Required work:
[A] From the piece on sleep for college students below, list every sleep problem that it names as possibly resulting from an irregular sleeping style.
[B] Copy word for word the part of the piece on sleep for college students below that runs between "You know how" and "and even narcolepsy.", inclusive.

Excerpt to read:
* * *

Sleep plays an important role in tissue repair, immune function, and growth, which are key to the keeping your body free of illness and injury. Young adults require something like 8.5 to 9.5 hours of sleep a night, but it's not surprising that a poll found that only 15 percent of college students get even that much sleep.

You know how it is -- homework, social life, looking at stuff on the Internet. If you have to be at school early in the morning, given that it takes an hour to get ready and get there you'd have to go to bed at around 10 p.m. every night to just get eight hours of sleep, which is too early when you're trying to catch up on personal time. Many students attempt to get by with just six hours of sleep, thinking that they can just catch up on lost sleep over the weekend. Unfortunately, this idea of catching up does more harm than good, because it upsets the body's biological clock and the quality of your sleep. This irregular sleeping style can even lead to other sleep problems diagnosable by medical coding such as insomnia, snoring and even narcolepsy.

Besides that, adequate sleep can help combat depression, eating disorders and substance abuse, and the like by enabling college kids to cope better with their emotions. You'll also look and feel better too, and not get in as much trouble for nodding off in class.

So clearly getting more sleep more regularly is important, but how do we manage that? One of the first steps you can take to getting better sleep is by managing your time better.

All-nighters spent writing that term paper that's due tomorrow are no good. Try to space out work, chores and stuff over several days. Make a daily to-do list and use it to identify what is most important, and figure out how much time will be spent doing those things. If you don't procrastinate, this will actually free up a lot of leisure time, as well as time to sleep.

If you're finding it difficult to go to sleep though even when you get the chance, there are some tricks you can pull on your mind and body to make it sleep when you want it to. One of these is making sure you keep your bedroom just for sleeping, and do anything else in some other place in the house. See if you can't get your parents to let you take over a spare room for homework and hanging out, or maybe a corner of the garage or something. This way, you'll get yourself into a habit of recognizing that it's bedtime when you're in the bedroom.

To that end, keeping the lights down low and not watching TV, playing video games, or looking at anything with a screen for around an hour before bed will also help, because it turns out the light they produce makes your body want to stay awake. If you still want to chat or Facebook or something late at night though, a program called Flux will set your screen to dim appropriately after sundown, which will help avoid this lighting problem. Conversely, it'll be easier to wake up if you turn on a bright light, so don't keep the lights off in the morning when you're first getting out of bed.

Other things you can do are avoiding stimulants like coffee or energy drinks in the evenings, taking short naps, getting regular exercise, and making sure you go to bed around the same time every night.

You can also set up a pre-sleep ritual, which will also start tricking your brain into thinking it's bedtime.

Getting the sleep you need is important for being happy, doing well in school and having the energy to deal with anything else that comes your way, so don't write it off as lame.

* * *

Extracted material:

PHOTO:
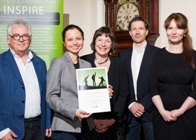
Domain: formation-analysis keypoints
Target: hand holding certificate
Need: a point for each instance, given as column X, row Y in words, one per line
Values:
column 92, row 85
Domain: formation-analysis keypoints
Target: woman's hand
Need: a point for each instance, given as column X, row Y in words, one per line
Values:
column 103, row 125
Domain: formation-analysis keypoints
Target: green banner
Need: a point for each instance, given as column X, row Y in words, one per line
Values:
column 46, row 19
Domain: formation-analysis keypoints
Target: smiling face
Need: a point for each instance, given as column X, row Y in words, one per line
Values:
column 73, row 41
column 103, row 45
column 138, row 32
column 175, row 34
column 20, row 46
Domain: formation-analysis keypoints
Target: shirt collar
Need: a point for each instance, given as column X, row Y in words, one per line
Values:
column 30, row 55
column 143, row 46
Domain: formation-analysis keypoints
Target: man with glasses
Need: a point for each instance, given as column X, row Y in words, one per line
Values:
column 24, row 114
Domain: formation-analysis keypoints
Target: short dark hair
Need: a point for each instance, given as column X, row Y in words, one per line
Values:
column 69, row 27
column 109, row 33
column 139, row 18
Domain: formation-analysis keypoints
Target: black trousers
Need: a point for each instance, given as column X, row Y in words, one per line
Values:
column 33, row 129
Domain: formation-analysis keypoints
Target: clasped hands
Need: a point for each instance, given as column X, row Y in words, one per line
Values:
column 170, row 116
column 137, row 109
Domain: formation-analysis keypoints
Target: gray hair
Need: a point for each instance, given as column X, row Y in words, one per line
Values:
column 17, row 23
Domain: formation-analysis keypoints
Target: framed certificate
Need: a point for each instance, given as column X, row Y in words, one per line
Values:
column 92, row 85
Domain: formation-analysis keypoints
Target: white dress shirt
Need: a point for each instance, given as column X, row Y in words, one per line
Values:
column 32, row 91
column 136, row 60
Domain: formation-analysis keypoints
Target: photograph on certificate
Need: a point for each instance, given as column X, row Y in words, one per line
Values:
column 93, row 94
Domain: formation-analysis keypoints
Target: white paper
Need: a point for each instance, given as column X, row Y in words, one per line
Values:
column 92, row 85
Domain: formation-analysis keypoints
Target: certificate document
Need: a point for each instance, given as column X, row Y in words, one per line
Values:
column 93, row 94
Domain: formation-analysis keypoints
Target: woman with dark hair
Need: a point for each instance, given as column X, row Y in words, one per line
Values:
column 109, row 125
column 69, row 122
column 172, row 84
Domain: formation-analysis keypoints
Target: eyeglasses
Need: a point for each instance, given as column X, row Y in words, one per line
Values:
column 17, row 37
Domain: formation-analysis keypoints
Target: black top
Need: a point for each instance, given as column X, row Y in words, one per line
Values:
column 117, row 77
column 174, row 81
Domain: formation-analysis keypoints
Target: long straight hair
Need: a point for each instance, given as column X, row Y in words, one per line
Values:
column 182, row 23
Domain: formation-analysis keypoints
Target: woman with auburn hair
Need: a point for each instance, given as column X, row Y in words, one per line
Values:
column 172, row 83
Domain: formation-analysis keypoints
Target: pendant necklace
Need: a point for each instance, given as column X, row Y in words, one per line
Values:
column 101, row 62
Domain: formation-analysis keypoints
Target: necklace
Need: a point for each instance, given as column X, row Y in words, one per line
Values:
column 100, row 62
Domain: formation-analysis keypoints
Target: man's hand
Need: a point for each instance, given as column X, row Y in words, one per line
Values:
column 80, row 114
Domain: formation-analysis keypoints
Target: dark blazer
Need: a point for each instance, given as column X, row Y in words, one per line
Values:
column 12, row 95
column 117, row 77
column 142, row 82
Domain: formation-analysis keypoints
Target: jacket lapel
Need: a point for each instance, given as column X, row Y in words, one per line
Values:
column 145, row 61
column 11, row 64
column 37, row 67
column 70, row 65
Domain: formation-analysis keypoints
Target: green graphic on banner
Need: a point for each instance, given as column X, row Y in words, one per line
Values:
column 46, row 20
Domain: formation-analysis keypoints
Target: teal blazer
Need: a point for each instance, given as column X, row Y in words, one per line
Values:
column 12, row 95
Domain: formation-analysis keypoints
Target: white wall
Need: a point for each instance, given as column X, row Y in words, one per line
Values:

* * *

Outputs by task:
[A]
- insomnia
- snoring
- narcolepsy

[B]
You know how it is -- homework, social life, looking at stuff on the Internet. If you have to be at school early in the morning, given that it takes an hour to get ready and get there you'd have to go to bed at around 10 p.m. every night to just get eight hours of sleep, which is too early when you're trying to catch up on personal time. Many students attempt to get by with just six hours of sleep, thinking that they can just catch up on lost sleep over the weekend. Unfortunately, this idea of catching up does more harm than good, because it upsets the body's biological clock and the quality of your sleep. This irregular sleeping style can even lead to other sleep problems diagnosable by medical coding such as insomnia, snoring and even narcolepsy.